__What is required__
Your output is the line containing "Target: cabinet drawer" plus every line after it in the listing, reproduced exactly.

__Data to examine__
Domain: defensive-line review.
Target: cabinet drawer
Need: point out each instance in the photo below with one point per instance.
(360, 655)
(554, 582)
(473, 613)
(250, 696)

__Task answer__
Target: cabinet drawer
Need: point out each instance in the photo below with one point per instance.
(360, 655)
(554, 582)
(473, 613)
(250, 696)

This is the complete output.